-- Source extract follows --

For example, Britain’s National Health Service last month said that the number of dangerous allergic reactions in England has more than doubled in the past 20 years and is now responsible for around 25,000 hospital stays a year.
There is no clear explanation as to why this trend is taking place. Theories range from Vitamin D deficiency to improved hygiene making our bodies less resilient as we battle fewer infections and parasites.
But this trend is one of the factors driving Ukko to continue development of its technology, which Binur says has the potential to help ease reactions to any of the major food allergens.
Ukko is not the only company trying to rid people of the symptoms caused by food allergies. Aimmune Therapeutics, which was acquired by Nestlé in 2020, has developed Palforzia, the first and only FDA-approved treatment to help children decrease their sensitivity to small amounts of peanuts over time.
San Francisco-based IgGenix hopes to create an injection that patients can receive every two months to prevent allergic reactions. They take blood samples from individuals with severe allergies and re-engineer the antibodies they produce during an allergic reaction.
But Binur believes Ukko has the advantage due to its advanced AI and protein design, which allows the company to define the desired characteristics of the allergen’s protein and engineer it in a quick and cheap way.
In 2021, the startup was singled out at the World Changing Ideas Awards, a competition by popular American business magazine Fast Company that honors organizations that are developing creative solutions to pressing issues.
Since its creation, Ukko has raised over $47 million through investors that include American VC Khosla Ventures, Herzliya-based VC Innovation Endeavors and multinational farming corporation Continental Group Company.
Binur is optimistic about the upcoming clinical trials, which she says will be groundbreaking.
“No one’s ever done exactly what Ukko is doing,” she says.
“Our goal is to first see that we can provide immunotherapy for patients in an effective way. Whether this will open up the door to go beyond, I hope so, because that would really be my wish – to improve patients’ lives.”

-- Source extract concluded --

Answer these from the food-allergy article above:
(a) How many hospital stays a year are dangerous allergic reactions in England now responsible for?
(b) Which company acquired Aimmune Therapeutics, and in what year?
(c) How much money has Ukko raised since its creation?

-- Supplied material follows --

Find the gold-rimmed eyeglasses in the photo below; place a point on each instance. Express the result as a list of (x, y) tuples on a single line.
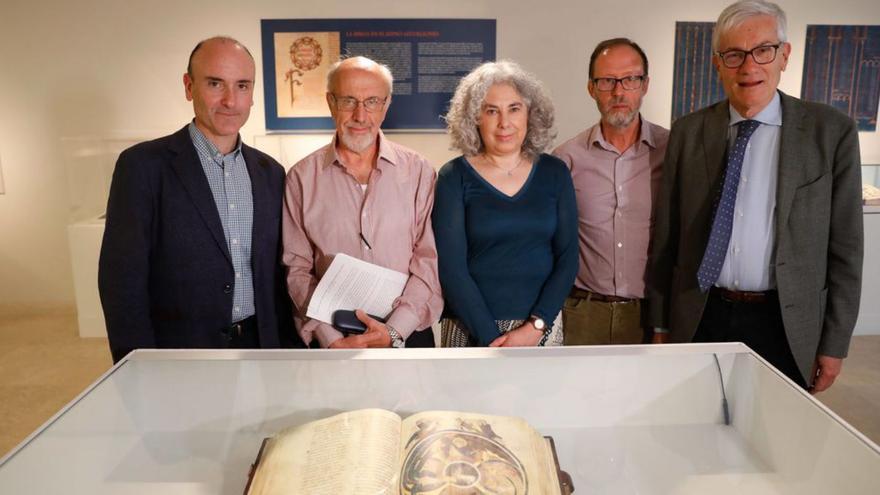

-- Supplied material concluded --

- Written response
(a) Around 25,000.
(b) Nestlé, in 2020.
(c) Over $47 million.